Can you render the material from its first line through the line containing "box: [194, 259, 312, 319]" as a numbered list, leaving out any blank lines?

Task inputs Block Start

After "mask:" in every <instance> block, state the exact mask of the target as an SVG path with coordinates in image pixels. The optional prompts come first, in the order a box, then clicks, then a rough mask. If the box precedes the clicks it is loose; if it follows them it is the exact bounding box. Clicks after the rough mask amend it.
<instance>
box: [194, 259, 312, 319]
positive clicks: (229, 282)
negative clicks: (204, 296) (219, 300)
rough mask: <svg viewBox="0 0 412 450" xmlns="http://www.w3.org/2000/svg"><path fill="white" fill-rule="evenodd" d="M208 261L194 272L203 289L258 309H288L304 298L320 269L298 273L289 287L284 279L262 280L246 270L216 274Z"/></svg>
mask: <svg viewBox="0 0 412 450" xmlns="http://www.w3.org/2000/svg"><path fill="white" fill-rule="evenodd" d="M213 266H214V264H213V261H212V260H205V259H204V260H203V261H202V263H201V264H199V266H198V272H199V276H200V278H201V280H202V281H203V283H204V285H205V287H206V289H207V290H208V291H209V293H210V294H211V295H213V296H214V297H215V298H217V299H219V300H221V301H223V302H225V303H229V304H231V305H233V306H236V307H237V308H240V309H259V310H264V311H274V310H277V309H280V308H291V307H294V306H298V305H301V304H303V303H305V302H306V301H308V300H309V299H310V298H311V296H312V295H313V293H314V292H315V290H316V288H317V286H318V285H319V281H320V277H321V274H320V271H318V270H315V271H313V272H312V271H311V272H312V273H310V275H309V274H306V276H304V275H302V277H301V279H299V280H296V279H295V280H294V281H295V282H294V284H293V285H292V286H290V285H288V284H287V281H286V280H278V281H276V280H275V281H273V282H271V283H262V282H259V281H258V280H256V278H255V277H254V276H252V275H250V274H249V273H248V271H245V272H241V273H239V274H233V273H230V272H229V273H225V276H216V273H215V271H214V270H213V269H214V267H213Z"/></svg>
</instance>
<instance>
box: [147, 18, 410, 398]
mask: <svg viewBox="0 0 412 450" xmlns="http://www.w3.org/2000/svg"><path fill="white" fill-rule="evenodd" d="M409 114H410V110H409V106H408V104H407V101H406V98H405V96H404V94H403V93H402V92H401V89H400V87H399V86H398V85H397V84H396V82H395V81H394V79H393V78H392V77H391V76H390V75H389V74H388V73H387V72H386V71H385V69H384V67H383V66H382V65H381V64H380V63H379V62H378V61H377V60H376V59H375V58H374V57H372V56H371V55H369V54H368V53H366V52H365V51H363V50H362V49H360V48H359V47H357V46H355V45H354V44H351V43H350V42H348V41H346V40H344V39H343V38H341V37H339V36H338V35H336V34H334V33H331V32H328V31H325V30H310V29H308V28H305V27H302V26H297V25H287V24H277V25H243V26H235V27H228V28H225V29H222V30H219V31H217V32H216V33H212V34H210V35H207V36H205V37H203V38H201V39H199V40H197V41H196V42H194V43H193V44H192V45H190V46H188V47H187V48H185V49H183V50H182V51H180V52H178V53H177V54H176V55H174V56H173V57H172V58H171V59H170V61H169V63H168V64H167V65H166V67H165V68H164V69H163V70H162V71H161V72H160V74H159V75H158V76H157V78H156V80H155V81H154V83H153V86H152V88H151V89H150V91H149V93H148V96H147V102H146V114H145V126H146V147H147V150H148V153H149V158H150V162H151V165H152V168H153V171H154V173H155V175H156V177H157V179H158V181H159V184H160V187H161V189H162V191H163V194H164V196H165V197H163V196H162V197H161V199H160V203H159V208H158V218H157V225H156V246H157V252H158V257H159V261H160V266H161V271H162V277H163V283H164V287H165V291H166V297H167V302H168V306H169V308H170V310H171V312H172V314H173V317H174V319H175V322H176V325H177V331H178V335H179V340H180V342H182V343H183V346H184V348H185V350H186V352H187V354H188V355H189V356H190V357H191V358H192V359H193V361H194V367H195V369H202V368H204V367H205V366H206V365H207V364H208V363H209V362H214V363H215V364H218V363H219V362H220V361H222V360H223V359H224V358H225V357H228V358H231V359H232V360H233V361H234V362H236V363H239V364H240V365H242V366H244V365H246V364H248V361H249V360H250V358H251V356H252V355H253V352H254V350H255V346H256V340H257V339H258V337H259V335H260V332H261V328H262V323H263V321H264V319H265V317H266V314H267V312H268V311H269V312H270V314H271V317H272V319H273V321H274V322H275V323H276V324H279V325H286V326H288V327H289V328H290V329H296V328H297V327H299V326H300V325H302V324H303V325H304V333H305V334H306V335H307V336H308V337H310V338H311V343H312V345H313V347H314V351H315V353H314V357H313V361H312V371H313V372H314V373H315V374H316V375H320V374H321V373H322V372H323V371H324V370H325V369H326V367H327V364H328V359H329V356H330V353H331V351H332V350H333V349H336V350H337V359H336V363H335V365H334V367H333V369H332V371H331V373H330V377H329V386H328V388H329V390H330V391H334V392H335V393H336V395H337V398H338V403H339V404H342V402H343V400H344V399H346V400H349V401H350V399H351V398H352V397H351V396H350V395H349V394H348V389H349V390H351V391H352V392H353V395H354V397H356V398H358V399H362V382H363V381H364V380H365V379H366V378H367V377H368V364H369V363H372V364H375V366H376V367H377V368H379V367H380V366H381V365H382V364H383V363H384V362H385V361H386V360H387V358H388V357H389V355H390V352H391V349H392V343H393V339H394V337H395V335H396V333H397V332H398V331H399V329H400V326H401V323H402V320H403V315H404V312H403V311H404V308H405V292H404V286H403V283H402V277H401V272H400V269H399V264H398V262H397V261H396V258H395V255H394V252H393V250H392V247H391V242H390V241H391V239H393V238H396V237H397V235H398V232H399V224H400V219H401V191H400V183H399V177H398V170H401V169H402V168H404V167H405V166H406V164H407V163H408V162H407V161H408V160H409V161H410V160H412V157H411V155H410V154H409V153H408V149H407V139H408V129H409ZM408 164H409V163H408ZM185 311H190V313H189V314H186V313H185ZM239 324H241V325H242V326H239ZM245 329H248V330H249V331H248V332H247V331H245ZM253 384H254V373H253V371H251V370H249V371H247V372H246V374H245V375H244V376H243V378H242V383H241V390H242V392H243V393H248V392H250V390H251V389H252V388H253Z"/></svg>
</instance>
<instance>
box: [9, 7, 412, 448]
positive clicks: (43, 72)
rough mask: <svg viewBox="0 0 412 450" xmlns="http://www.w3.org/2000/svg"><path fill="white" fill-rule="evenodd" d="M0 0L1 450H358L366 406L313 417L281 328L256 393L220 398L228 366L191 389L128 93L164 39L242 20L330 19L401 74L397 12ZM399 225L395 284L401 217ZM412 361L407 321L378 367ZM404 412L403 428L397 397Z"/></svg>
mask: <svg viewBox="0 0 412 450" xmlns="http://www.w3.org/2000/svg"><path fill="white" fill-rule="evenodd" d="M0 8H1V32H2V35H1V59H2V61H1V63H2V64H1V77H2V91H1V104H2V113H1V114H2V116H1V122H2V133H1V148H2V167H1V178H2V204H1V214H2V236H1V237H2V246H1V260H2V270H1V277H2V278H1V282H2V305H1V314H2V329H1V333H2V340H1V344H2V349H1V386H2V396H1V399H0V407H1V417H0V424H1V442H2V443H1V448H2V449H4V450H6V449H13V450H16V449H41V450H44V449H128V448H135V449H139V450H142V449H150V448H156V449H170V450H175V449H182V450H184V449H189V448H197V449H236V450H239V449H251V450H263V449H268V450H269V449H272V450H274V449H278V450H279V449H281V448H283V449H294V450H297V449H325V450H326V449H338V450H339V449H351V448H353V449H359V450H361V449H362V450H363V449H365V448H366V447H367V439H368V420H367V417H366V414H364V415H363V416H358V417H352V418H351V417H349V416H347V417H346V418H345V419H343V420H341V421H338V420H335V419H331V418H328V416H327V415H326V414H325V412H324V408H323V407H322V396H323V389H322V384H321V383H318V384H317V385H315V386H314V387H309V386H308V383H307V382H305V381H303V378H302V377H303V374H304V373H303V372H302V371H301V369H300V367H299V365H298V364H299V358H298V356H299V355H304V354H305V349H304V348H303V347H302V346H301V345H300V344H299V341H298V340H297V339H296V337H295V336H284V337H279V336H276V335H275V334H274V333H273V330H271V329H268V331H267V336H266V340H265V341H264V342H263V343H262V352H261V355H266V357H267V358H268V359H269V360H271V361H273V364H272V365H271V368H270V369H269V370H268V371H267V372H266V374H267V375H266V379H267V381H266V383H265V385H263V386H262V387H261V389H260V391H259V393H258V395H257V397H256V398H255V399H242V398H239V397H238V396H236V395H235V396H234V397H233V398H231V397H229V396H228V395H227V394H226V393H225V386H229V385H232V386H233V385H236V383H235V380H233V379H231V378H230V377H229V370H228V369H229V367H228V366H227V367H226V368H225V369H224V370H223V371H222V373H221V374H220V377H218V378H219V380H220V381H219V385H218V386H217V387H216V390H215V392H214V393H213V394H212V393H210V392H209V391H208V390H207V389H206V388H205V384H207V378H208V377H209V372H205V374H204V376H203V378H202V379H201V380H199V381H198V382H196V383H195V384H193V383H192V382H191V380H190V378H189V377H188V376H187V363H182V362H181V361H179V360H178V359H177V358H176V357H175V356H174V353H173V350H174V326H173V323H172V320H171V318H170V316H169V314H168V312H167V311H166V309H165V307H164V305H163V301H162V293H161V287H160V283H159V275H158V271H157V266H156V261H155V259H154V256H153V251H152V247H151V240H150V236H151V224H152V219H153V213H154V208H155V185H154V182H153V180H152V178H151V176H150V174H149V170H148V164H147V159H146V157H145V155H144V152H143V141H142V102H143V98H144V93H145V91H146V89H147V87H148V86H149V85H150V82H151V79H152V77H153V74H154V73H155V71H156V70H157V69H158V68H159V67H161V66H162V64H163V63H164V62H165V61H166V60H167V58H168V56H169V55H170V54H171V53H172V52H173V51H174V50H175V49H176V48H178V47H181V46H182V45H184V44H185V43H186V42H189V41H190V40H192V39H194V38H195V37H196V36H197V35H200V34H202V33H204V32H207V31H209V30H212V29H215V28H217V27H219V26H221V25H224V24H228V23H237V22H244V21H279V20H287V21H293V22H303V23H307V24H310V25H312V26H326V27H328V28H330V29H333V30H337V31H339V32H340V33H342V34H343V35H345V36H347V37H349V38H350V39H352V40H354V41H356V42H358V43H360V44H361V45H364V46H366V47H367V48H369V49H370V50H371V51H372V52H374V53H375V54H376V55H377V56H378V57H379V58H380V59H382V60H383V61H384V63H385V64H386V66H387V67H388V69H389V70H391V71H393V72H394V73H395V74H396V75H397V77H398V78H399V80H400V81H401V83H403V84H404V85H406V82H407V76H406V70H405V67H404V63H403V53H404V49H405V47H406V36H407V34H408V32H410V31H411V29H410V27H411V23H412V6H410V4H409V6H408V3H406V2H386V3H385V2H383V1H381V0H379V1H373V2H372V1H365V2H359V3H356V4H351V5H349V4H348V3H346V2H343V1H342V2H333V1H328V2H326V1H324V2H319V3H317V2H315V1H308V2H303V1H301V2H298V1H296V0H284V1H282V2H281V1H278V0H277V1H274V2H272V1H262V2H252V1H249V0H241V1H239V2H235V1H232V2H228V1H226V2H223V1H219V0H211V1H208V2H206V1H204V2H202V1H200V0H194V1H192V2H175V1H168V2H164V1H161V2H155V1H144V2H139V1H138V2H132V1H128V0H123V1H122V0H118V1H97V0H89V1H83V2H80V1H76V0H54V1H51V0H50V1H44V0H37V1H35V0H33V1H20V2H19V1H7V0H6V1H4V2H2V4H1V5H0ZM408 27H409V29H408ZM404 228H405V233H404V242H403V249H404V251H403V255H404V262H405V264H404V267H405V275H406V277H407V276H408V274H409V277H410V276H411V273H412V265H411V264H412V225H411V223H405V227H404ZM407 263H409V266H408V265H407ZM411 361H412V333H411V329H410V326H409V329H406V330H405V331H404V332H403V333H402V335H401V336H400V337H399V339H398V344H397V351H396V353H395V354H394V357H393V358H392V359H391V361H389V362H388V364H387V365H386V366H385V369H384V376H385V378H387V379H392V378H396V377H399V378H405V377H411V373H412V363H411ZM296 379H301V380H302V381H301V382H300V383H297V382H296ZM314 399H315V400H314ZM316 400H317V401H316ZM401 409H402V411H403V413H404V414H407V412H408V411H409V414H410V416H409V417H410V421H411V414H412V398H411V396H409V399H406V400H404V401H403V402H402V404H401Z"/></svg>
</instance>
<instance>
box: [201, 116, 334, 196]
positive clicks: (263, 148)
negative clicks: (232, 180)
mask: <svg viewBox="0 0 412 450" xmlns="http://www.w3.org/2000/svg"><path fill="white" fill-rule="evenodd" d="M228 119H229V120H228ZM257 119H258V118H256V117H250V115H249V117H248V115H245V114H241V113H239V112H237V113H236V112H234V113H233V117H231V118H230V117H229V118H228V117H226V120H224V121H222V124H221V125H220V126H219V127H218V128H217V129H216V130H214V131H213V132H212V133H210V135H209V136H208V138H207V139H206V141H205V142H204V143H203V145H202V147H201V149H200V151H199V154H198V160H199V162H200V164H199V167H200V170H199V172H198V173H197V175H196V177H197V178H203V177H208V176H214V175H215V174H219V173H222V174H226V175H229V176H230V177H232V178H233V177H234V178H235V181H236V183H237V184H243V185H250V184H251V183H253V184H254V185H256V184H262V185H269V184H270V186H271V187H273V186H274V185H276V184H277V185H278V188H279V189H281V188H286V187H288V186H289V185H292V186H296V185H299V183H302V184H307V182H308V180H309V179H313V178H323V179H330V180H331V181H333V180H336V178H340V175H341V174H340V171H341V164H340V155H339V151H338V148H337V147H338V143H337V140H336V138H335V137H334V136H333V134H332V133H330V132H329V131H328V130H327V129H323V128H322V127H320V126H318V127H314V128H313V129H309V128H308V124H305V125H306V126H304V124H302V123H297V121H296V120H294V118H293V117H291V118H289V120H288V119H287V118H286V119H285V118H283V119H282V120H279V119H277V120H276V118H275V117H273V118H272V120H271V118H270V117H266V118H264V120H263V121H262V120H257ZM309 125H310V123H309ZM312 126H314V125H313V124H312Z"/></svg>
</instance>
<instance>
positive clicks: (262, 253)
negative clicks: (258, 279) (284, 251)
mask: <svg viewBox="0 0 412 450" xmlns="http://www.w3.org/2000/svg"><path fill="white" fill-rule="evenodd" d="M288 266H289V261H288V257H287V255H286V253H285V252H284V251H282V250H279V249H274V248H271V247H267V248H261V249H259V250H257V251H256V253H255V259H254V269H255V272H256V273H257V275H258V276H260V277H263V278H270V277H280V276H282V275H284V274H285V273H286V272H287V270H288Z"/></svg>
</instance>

Task inputs Block End

**Task result:**
1. After "mask:" in every <instance> block, state the exact mask of the target as an SVG path with coordinates in image pixels. The optional prompts come first, in the order a box, then clicks, then a rough mask. If the box precedes the clicks it is loose; if it follows them it is the exact bounding box. Clicks after the rough mask amend it.
2. <instance>
3. box: [194, 259, 312, 319]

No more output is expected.